• TASK TO COMPLETE: Report each line of the items below that contains the string "utility". Copy every such line in full.

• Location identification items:
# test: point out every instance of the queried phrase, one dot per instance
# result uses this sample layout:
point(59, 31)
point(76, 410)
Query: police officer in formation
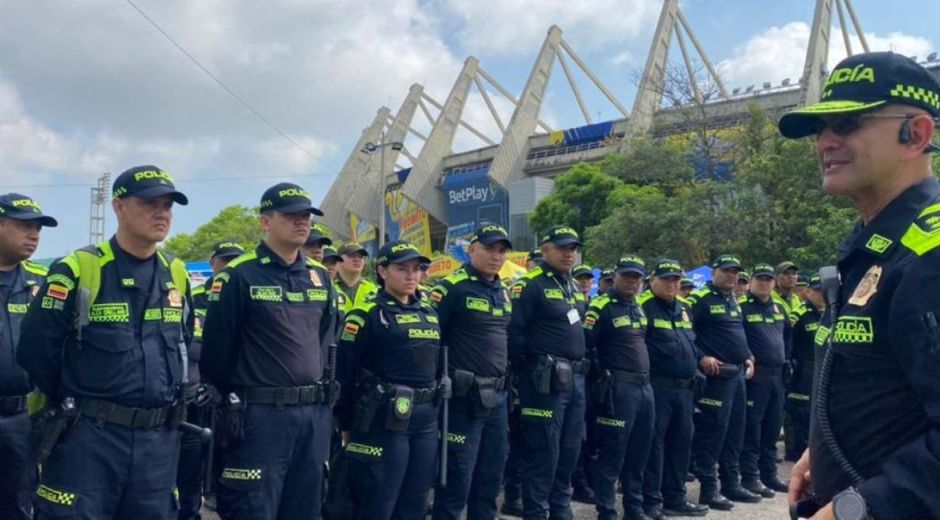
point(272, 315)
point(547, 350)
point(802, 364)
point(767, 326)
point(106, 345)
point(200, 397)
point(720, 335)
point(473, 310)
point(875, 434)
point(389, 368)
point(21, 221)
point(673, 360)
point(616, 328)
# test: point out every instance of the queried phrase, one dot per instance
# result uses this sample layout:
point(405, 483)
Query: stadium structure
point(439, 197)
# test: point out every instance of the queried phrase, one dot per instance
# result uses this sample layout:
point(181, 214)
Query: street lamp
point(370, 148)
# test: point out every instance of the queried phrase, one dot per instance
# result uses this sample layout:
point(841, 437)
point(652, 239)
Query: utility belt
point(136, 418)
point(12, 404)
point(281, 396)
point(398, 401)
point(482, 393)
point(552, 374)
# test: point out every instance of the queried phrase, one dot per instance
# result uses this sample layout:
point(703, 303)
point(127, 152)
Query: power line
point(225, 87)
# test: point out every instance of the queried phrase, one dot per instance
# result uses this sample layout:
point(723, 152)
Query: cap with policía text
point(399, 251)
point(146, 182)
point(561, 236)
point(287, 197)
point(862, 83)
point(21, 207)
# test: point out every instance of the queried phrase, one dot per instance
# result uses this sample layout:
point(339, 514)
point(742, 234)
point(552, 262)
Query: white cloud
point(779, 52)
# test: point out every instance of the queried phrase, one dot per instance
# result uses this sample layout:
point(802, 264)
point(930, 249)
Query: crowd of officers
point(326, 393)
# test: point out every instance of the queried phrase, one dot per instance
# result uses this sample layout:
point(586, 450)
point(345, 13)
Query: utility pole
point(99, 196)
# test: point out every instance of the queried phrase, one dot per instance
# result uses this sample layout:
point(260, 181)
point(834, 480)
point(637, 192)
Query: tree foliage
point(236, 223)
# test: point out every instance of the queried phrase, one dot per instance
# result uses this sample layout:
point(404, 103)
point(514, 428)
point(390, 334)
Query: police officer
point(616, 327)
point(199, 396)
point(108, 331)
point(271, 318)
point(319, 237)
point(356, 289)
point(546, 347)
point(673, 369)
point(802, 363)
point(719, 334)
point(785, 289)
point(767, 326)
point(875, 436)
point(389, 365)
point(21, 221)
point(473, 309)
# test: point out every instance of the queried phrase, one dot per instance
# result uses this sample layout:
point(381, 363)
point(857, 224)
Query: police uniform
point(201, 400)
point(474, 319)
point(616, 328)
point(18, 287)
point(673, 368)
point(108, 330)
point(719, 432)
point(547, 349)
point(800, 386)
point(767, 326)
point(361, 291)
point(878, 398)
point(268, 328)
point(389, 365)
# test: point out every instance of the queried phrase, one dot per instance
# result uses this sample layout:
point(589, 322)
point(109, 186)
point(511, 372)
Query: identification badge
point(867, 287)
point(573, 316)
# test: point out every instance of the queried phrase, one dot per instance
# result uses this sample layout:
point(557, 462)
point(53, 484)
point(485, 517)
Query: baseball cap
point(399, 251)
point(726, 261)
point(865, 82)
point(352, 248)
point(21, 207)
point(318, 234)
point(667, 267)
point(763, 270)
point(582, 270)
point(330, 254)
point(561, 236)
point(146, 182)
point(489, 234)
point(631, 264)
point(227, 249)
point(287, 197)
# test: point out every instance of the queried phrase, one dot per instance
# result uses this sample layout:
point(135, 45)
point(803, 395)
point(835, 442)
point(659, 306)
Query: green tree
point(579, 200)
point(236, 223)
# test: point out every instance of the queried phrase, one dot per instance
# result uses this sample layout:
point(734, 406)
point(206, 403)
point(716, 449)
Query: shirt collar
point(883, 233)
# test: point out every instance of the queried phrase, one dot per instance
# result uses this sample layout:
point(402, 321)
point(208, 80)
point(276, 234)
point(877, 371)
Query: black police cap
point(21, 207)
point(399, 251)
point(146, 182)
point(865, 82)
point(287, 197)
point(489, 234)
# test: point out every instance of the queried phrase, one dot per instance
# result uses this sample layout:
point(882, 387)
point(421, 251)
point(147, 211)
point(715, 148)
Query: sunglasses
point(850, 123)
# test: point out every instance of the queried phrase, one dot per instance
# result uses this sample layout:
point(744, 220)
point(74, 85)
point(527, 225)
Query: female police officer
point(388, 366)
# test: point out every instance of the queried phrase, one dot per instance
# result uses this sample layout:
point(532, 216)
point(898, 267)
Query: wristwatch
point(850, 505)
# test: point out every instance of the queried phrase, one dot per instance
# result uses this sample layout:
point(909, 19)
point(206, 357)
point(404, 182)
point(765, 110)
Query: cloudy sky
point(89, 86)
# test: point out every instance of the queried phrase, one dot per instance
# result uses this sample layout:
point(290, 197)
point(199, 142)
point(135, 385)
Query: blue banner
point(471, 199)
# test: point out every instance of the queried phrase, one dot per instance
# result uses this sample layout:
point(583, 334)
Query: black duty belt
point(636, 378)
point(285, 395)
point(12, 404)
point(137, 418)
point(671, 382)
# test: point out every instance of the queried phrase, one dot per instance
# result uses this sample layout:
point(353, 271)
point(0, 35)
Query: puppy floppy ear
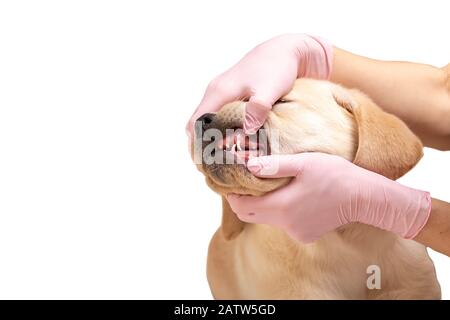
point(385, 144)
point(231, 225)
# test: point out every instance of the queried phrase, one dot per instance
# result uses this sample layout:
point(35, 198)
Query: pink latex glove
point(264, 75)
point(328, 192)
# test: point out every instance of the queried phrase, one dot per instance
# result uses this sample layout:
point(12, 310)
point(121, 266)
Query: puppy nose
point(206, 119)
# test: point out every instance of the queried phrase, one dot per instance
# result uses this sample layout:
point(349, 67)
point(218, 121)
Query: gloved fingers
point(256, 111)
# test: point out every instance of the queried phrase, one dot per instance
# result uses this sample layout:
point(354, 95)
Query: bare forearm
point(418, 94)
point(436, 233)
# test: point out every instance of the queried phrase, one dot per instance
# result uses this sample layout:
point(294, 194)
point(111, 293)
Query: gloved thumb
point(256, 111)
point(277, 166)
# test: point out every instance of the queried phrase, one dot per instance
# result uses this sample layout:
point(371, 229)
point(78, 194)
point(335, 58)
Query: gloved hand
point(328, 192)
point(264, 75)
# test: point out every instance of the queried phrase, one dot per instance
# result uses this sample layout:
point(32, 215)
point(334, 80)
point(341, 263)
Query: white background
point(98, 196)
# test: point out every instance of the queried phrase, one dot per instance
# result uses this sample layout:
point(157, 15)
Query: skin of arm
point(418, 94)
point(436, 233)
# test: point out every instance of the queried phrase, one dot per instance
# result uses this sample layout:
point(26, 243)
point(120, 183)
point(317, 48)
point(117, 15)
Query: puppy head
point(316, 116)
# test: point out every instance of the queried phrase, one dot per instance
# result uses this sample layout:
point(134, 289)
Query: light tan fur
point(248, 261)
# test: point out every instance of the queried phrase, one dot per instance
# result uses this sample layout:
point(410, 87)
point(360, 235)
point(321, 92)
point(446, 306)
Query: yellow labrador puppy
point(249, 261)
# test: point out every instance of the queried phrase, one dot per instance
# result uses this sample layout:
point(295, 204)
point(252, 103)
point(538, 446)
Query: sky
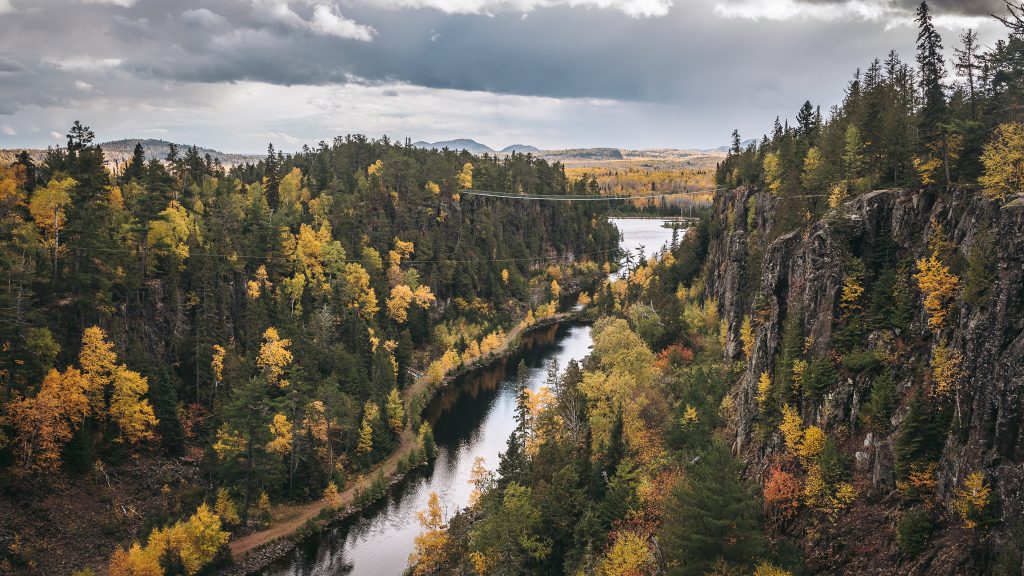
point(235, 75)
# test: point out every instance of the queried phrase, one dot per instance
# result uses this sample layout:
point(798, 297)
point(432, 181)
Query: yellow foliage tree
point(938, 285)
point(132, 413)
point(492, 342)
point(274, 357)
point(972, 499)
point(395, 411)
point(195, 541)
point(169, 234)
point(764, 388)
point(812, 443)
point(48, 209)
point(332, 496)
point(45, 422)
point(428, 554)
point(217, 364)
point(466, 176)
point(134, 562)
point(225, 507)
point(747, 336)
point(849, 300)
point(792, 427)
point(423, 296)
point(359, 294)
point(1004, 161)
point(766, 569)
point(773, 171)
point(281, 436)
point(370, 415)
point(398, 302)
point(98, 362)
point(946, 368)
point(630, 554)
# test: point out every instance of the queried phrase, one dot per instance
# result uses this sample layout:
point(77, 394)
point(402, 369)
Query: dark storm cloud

==

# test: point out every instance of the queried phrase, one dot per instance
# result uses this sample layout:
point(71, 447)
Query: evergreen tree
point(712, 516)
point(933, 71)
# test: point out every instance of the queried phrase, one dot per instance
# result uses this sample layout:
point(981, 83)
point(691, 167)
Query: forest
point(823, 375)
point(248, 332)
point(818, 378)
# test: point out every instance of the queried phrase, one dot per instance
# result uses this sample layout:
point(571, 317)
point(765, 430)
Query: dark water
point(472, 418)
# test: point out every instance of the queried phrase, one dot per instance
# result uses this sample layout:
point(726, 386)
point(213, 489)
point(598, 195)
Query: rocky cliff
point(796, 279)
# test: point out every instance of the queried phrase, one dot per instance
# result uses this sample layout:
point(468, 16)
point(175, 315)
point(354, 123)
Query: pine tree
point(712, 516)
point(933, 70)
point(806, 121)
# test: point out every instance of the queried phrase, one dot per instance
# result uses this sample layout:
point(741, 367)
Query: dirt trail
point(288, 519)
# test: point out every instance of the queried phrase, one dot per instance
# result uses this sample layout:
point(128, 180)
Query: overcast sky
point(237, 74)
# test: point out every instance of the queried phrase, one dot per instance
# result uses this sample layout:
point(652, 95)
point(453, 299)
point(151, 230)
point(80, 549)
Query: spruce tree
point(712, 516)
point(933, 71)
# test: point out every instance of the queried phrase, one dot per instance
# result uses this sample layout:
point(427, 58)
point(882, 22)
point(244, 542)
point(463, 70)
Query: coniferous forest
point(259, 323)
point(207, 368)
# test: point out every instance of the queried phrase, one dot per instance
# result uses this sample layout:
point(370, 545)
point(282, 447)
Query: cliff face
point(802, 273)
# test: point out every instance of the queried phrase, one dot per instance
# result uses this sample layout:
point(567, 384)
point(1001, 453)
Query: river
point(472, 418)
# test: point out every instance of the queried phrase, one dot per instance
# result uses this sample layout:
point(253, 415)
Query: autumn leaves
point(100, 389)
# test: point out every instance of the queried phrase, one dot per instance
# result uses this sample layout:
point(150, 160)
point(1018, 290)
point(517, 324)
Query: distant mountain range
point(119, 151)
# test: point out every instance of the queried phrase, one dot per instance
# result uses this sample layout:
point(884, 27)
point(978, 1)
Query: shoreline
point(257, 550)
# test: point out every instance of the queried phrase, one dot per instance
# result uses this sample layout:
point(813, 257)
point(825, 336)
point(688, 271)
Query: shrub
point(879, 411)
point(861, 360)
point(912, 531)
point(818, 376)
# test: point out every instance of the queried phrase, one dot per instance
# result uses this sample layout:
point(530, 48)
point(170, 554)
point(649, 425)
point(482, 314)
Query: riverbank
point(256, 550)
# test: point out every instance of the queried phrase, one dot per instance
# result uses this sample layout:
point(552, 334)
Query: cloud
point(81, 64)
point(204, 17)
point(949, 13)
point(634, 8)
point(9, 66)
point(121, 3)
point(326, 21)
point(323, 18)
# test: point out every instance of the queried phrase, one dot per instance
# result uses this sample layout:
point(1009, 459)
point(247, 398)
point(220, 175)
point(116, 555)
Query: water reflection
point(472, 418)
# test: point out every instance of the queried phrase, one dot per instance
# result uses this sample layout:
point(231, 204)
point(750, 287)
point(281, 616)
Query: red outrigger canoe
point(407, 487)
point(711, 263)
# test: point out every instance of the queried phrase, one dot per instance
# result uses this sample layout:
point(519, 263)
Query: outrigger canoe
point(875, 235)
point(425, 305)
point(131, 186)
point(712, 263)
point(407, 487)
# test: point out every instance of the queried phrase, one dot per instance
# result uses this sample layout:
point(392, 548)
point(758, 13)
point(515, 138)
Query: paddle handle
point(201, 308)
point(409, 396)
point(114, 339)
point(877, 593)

• COMPLETE OUTPUT:
Query: utility belt
Query: utility pole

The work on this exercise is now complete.